GIVEN RECORDS.
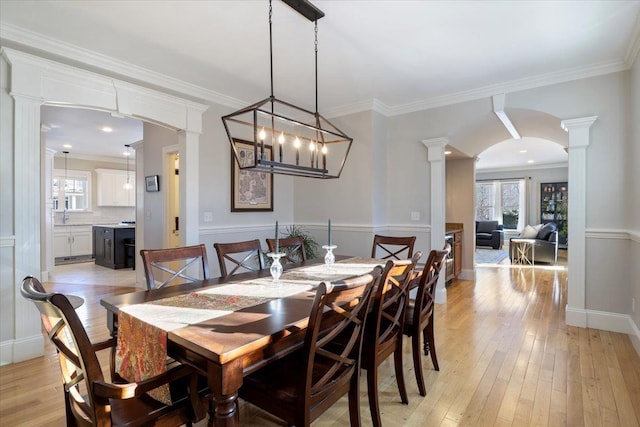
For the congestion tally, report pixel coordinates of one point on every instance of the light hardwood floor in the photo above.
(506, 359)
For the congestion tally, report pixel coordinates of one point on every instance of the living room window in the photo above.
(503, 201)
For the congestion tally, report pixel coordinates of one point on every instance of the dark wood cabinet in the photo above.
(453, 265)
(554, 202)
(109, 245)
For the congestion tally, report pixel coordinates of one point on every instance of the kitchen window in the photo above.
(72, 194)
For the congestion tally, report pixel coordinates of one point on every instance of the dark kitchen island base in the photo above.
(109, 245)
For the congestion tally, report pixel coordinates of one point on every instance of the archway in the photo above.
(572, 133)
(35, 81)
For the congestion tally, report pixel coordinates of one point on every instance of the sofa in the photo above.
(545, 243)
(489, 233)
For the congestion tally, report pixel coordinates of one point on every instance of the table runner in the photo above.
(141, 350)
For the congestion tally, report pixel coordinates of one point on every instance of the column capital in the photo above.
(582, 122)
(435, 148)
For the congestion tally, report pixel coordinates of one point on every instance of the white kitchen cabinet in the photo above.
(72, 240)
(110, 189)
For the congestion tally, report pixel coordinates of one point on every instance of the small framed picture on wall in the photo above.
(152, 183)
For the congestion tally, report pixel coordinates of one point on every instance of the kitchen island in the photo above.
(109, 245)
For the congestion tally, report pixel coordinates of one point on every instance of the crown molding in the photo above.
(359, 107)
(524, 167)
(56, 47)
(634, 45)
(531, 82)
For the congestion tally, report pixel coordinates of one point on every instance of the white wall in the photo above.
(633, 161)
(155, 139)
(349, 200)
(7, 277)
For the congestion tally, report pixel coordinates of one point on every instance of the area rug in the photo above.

* * *

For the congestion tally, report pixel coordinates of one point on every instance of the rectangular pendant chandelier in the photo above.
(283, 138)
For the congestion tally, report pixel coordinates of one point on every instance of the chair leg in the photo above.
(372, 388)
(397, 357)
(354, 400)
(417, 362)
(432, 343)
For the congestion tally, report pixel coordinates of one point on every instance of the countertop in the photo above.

---

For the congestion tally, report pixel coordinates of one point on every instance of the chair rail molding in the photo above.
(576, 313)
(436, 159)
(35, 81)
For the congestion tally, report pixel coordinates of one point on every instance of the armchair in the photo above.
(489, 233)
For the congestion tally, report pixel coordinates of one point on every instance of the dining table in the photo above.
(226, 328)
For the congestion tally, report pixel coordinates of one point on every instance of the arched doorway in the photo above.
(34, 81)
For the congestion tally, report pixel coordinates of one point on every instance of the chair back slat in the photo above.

WORK TASK.
Could you reproduce, exactly, every line above from the line with "chandelier in the photo above." to the line with "countertop in the photo above.", and no other line? Both ends count.

RESPONSE AREA.
For the congestion tally, report pixel coordinates of one point on every instance of the rectangular pendant chandelier in the photo above.
(283, 138)
For the congestion tally, report pixel coordinates of one point on every instance of the chair leg in the photo above.
(372, 388)
(397, 357)
(354, 400)
(417, 362)
(432, 343)
For the congestion tally, report pixel coordinates of one point on every instance of the countertop in the photo above.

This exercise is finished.